┏━━

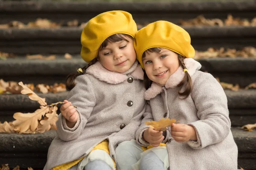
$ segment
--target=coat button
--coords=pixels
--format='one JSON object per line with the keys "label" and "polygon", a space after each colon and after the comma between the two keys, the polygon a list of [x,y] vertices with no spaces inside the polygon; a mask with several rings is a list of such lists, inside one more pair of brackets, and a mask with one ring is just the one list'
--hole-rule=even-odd
{"label": "coat button", "polygon": [[167,116],[167,113],[164,113],[164,114],[163,115],[163,117],[164,117],[165,118],[166,117],[166,116]]}
{"label": "coat button", "polygon": [[128,102],[127,102],[127,105],[128,106],[131,107],[131,106],[132,106],[132,105],[133,105],[133,103],[132,101],[128,101]]}
{"label": "coat button", "polygon": [[132,77],[129,77],[128,79],[127,79],[127,81],[128,82],[131,83],[132,82],[133,82],[133,79],[132,78]]}
{"label": "coat button", "polygon": [[122,124],[122,125],[120,125],[120,128],[121,129],[123,129],[125,127],[125,125]]}

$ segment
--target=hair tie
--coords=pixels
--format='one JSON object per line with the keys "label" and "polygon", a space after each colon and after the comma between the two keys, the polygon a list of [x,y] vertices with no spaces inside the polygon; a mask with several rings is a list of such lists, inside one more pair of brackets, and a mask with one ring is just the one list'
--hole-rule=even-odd
{"label": "hair tie", "polygon": [[79,73],[80,73],[80,72],[83,73],[83,70],[82,70],[81,68],[79,68],[78,70],[77,70],[77,72],[78,72]]}

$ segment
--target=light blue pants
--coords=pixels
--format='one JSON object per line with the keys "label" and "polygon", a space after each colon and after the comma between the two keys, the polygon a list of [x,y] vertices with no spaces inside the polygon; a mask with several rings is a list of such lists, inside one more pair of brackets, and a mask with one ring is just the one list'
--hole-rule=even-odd
{"label": "light blue pants", "polygon": [[[68,170],[77,170],[78,164],[73,166]],[[90,162],[85,165],[84,169],[85,170],[112,170],[109,165],[101,160],[95,160]]]}
{"label": "light blue pants", "polygon": [[[132,165],[141,158],[143,152],[140,146],[134,140],[125,141],[118,144],[116,149],[116,169],[117,170],[132,170]],[[163,170],[163,163],[153,152],[147,154],[141,160],[141,170]],[[153,169],[148,169],[148,164],[154,165]]]}

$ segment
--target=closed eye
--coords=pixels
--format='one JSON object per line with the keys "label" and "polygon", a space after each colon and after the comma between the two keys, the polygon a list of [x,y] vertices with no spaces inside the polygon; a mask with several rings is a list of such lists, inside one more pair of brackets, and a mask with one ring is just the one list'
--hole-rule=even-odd
{"label": "closed eye", "polygon": [[125,45],[122,46],[122,47],[120,47],[119,48],[119,49],[122,49],[122,48],[125,48],[125,47],[126,47],[126,46],[127,46],[127,45]]}
{"label": "closed eye", "polygon": [[166,55],[162,55],[161,56],[161,58],[164,58],[167,56]]}

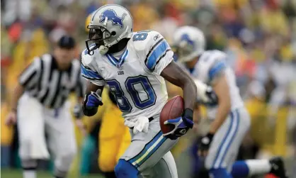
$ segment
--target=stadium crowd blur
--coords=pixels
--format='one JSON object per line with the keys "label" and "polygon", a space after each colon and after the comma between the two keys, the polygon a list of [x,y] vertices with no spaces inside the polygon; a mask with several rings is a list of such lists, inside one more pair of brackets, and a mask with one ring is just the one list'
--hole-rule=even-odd
{"label": "stadium crowd blur", "polygon": [[[11,158],[17,148],[15,130],[4,123],[18,74],[34,56],[50,52],[65,33],[79,42],[79,59],[88,37],[86,18],[110,3],[131,11],[134,30],[157,30],[169,43],[179,26],[202,29],[207,49],[227,52],[251,116],[252,127],[241,147],[241,158],[296,157],[296,1],[3,0],[1,167],[17,165]],[[169,89],[171,95],[178,93]],[[78,131],[77,138],[81,145],[82,136]],[[176,149],[176,157],[190,146]],[[290,165],[296,169],[296,161]]]}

┗━━

◆ Request ◆
Tally the lines of the records above that contain the string "target", matching case exactly, and give only the number.

◆ The output ◆
5